▸ **Written instruction**
Copy out all the entries exactly.
----------
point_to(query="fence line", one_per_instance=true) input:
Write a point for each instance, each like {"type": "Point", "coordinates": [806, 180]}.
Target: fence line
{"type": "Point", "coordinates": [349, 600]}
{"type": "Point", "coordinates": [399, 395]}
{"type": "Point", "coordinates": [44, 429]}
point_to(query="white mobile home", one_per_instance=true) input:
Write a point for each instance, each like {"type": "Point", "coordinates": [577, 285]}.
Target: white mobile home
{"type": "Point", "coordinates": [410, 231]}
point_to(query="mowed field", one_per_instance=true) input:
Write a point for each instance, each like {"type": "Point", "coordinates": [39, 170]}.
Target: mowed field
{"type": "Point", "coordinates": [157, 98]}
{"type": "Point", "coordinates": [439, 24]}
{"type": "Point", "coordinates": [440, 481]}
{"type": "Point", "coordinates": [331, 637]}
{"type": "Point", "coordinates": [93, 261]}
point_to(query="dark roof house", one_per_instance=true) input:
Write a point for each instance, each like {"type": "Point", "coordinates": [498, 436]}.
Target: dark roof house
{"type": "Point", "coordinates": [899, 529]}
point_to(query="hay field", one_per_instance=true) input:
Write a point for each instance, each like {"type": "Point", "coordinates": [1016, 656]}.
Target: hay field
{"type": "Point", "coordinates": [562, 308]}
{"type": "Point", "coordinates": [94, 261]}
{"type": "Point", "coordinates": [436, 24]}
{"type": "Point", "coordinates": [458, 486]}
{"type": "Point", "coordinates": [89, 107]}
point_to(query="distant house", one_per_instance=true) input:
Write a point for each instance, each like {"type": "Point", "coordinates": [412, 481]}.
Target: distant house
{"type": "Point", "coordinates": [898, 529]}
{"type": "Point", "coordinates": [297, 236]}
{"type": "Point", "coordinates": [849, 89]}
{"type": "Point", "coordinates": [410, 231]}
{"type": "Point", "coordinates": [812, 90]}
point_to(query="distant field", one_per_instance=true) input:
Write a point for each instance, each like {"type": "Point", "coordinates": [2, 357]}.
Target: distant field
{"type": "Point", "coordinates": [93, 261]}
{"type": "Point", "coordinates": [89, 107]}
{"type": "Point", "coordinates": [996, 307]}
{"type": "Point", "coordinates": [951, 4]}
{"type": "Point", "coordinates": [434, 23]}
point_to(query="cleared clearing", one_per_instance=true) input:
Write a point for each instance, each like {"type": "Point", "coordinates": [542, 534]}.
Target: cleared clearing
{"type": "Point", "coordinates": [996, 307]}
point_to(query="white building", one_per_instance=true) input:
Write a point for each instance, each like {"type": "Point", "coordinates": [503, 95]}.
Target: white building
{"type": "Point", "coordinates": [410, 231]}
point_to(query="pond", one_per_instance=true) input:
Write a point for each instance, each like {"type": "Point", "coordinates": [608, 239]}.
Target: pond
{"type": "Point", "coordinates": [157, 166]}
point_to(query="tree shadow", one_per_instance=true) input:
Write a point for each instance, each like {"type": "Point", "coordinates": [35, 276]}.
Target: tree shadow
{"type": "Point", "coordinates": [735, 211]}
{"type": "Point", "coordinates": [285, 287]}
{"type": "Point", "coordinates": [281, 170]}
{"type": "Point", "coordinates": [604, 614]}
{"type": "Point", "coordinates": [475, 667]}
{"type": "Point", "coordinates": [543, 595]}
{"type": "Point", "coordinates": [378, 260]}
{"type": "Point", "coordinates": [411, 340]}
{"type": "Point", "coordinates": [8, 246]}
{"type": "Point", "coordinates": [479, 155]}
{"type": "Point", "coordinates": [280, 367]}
----------
▸ **The answer**
point_to(query="fence line", one_per_instance=true) input:
Write a point for each instance, each like {"type": "Point", "coordinates": [806, 180]}.
Target: fence line
{"type": "Point", "coordinates": [349, 600]}
{"type": "Point", "coordinates": [399, 395]}
{"type": "Point", "coordinates": [44, 429]}
point_to(query="white mobile home", one_per_instance=true) input:
Write a point for each instance, each like {"type": "Point", "coordinates": [577, 285]}.
Target: white mobile home
{"type": "Point", "coordinates": [410, 231]}
point_to(query="mowed field", one_per_instance=true) input:
Write a point for each instance, each like {"type": "Point", "coordinates": [39, 170]}.
Target: mowed field
{"type": "Point", "coordinates": [157, 98]}
{"type": "Point", "coordinates": [439, 24]}
{"type": "Point", "coordinates": [440, 481]}
{"type": "Point", "coordinates": [331, 637]}
{"type": "Point", "coordinates": [93, 261]}
point_to(query="dark roof house", one_per_instance=true) input:
Write a point for each instance, each like {"type": "Point", "coordinates": [498, 436]}.
Target: dark roof house
{"type": "Point", "coordinates": [899, 529]}
point_to(query="hay field", one_per_instance=true) input:
Write a point for each instance, each like {"type": "Point", "coordinates": [1016, 656]}.
Target: hay field
{"type": "Point", "coordinates": [562, 308]}
{"type": "Point", "coordinates": [94, 261]}
{"type": "Point", "coordinates": [436, 24]}
{"type": "Point", "coordinates": [458, 486]}
{"type": "Point", "coordinates": [89, 107]}
point_to(query="distant house", one_per_instance=true) input:
Write a point for each instance, each like {"type": "Point", "coordinates": [412, 481]}.
Target: distant house
{"type": "Point", "coordinates": [898, 529]}
{"type": "Point", "coordinates": [297, 236]}
{"type": "Point", "coordinates": [849, 89]}
{"type": "Point", "coordinates": [410, 231]}
{"type": "Point", "coordinates": [812, 90]}
point_to(query="distant field", one_per_instance=true) input:
Write a point for each instance, each like {"type": "Point", "coordinates": [2, 357]}.
Target: distant field
{"type": "Point", "coordinates": [93, 261]}
{"type": "Point", "coordinates": [89, 107]}
{"type": "Point", "coordinates": [996, 307]}
{"type": "Point", "coordinates": [951, 4]}
{"type": "Point", "coordinates": [434, 23]}
point_to(query="cleared clearing", one_per_instance=true) input:
Write a point for each instance, each like {"type": "Point", "coordinates": [542, 534]}.
Target: cleared clearing
{"type": "Point", "coordinates": [996, 307]}
point_to(query="white building", one_per_instance=true) input:
Write a point for each instance, each like {"type": "Point", "coordinates": [503, 95]}.
Target: white building
{"type": "Point", "coordinates": [410, 231]}
point_to(query="pond", one_per_instance=true) input:
Write a point for each instance, each like {"type": "Point", "coordinates": [608, 239]}.
Target: pond
{"type": "Point", "coordinates": [157, 166]}
point_to(query="tree shadow", one_per_instance=true) input:
Write a point for each instance, each like {"type": "Point", "coordinates": [35, 276]}.
Target: tree shadow
{"type": "Point", "coordinates": [735, 211]}
{"type": "Point", "coordinates": [285, 287]}
{"type": "Point", "coordinates": [281, 170]}
{"type": "Point", "coordinates": [604, 614]}
{"type": "Point", "coordinates": [475, 667]}
{"type": "Point", "coordinates": [543, 595]}
{"type": "Point", "coordinates": [378, 260]}
{"type": "Point", "coordinates": [411, 340]}
{"type": "Point", "coordinates": [8, 246]}
{"type": "Point", "coordinates": [479, 155]}
{"type": "Point", "coordinates": [280, 367]}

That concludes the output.